▸ DATA PROVIDED
========
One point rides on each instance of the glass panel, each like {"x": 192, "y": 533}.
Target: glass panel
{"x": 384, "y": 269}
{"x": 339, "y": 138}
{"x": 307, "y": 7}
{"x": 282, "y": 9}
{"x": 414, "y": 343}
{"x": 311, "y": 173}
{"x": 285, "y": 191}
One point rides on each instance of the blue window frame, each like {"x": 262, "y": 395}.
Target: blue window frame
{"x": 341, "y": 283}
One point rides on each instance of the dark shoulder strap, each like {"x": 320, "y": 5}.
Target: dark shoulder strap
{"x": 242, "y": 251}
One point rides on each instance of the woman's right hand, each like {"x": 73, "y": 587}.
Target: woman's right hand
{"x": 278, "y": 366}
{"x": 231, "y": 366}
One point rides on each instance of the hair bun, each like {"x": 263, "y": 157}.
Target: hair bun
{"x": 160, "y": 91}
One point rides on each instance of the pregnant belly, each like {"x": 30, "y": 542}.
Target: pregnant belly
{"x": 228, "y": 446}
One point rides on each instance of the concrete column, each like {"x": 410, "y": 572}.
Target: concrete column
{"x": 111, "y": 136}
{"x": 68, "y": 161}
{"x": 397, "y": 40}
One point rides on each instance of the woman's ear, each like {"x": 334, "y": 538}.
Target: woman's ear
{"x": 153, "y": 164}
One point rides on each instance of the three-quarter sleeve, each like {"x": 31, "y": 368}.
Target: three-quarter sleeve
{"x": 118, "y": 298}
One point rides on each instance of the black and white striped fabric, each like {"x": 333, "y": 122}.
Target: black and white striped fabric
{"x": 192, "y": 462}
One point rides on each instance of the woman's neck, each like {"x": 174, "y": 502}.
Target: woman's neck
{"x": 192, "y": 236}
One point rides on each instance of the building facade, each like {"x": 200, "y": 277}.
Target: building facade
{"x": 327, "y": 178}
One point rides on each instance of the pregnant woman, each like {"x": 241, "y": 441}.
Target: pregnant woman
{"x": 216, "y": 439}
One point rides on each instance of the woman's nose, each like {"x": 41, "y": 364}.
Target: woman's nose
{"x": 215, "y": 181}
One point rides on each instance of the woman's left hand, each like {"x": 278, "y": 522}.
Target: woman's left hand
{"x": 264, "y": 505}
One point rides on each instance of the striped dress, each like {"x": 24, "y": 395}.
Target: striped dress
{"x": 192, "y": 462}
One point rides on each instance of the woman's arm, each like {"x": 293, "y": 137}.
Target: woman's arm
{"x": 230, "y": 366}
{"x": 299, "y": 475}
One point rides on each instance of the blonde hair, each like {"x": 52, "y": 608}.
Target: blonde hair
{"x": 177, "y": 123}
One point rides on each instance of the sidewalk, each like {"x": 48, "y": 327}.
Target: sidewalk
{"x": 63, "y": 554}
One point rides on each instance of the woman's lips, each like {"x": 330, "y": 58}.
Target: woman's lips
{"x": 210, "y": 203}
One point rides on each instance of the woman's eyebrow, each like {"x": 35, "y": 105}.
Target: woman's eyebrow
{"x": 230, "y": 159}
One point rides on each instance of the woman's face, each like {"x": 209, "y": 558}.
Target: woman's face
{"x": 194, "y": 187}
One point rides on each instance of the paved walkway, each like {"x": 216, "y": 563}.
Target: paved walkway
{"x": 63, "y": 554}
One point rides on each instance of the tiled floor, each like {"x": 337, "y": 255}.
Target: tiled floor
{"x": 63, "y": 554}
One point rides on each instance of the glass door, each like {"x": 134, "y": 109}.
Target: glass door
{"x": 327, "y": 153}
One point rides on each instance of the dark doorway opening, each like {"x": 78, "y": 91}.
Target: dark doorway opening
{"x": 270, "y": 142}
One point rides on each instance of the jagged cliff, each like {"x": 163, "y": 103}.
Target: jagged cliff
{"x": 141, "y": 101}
========
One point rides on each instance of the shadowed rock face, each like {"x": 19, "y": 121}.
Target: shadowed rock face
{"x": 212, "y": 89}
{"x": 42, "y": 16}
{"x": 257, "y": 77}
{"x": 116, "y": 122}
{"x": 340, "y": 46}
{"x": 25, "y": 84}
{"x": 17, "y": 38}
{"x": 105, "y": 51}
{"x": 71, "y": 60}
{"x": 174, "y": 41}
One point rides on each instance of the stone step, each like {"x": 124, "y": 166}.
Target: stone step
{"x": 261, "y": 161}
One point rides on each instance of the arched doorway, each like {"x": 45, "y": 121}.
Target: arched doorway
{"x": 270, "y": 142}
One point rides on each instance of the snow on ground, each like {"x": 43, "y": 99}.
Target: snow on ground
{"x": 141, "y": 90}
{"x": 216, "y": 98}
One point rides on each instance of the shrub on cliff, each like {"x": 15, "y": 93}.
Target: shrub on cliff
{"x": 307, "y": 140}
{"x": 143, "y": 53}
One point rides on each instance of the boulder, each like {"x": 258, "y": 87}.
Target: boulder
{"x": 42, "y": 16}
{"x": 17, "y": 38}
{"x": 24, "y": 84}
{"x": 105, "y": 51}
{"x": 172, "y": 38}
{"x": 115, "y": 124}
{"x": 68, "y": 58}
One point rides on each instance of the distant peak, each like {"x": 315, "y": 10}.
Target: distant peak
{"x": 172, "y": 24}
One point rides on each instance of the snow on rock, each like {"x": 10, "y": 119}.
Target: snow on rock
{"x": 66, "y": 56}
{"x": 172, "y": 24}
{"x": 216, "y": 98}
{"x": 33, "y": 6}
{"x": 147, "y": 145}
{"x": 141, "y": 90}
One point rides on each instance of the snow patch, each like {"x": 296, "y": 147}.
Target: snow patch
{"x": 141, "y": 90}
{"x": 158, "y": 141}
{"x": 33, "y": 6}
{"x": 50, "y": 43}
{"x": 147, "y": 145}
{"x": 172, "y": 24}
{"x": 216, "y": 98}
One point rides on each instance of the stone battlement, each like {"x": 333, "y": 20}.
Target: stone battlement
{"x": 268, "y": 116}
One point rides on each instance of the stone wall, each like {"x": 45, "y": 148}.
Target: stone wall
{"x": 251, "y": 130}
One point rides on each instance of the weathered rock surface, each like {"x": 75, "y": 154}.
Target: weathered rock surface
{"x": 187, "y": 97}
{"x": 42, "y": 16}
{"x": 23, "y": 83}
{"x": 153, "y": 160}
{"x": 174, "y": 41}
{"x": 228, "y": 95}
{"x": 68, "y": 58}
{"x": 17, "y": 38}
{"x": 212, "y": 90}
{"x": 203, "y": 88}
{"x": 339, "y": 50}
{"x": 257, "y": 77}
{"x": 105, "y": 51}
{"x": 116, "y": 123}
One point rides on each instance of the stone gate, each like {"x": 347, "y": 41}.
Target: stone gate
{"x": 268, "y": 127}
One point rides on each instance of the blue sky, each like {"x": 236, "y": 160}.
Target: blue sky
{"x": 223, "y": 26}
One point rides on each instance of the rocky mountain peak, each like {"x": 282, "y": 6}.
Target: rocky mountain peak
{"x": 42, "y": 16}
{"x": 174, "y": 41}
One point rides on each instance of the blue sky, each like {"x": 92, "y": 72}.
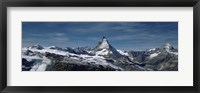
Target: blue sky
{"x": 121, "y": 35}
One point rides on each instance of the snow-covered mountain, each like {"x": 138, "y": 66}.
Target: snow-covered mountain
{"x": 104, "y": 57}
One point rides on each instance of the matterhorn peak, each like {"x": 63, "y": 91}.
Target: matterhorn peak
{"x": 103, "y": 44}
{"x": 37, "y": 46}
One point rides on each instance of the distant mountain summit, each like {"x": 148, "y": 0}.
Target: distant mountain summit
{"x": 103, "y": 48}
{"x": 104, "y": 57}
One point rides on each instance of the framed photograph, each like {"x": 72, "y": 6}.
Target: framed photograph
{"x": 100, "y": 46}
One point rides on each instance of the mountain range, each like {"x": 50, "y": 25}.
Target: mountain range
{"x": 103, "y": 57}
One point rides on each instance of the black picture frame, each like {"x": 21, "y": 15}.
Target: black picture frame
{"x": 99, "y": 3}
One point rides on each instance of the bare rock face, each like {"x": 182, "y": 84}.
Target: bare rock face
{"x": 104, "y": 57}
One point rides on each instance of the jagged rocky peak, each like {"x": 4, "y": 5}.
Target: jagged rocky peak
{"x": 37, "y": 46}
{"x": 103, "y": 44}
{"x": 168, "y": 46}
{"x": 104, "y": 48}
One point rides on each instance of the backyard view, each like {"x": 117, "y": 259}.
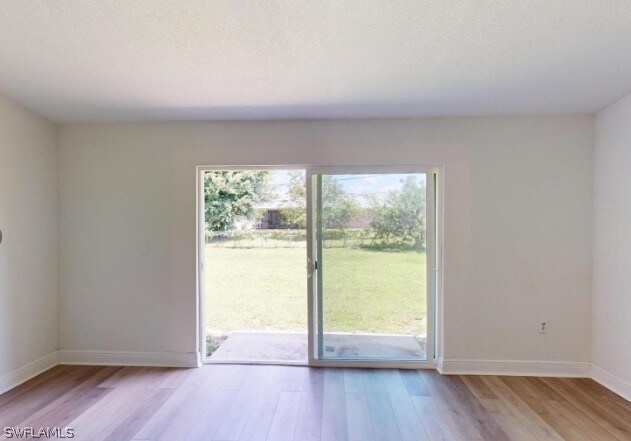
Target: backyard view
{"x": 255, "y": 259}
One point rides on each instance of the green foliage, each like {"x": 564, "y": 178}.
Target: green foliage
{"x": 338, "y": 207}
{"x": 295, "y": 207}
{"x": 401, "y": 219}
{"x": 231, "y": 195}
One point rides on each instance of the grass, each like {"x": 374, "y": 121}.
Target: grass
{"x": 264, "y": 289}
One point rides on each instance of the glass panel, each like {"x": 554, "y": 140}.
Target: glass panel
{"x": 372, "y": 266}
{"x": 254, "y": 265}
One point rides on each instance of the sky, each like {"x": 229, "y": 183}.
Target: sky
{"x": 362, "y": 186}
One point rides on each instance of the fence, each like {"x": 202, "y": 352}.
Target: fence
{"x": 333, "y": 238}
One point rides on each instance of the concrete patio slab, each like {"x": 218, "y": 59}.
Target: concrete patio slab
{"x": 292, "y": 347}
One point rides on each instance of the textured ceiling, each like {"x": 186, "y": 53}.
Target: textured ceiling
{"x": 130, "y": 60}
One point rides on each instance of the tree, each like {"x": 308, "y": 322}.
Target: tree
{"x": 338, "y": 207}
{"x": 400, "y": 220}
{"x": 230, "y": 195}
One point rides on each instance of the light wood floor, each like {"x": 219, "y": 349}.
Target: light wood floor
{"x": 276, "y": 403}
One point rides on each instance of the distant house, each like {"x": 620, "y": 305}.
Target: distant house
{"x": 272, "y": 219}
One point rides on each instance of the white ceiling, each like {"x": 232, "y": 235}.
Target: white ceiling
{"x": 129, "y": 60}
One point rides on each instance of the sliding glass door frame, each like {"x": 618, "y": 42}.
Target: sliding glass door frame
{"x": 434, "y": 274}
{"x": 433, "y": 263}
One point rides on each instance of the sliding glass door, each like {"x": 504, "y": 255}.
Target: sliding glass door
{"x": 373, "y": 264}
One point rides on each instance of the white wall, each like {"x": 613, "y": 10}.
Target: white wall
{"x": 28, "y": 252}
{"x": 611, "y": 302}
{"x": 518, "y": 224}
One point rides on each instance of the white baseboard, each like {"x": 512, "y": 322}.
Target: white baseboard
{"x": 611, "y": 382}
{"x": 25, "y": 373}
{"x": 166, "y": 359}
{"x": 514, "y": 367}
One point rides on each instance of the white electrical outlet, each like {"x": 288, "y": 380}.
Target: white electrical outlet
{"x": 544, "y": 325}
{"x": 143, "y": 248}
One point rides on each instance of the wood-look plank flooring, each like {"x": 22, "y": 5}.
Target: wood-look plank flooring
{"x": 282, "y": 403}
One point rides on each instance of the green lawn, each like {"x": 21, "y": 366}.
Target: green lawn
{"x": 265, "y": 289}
========
Identify each line in the entries above that contains the string "fabric" with matching case, and copy every such line in full.

One point rides on each instance of the black and white striped fabric, each like {"x": 333, "y": 122}.
Target: black and white striped fabric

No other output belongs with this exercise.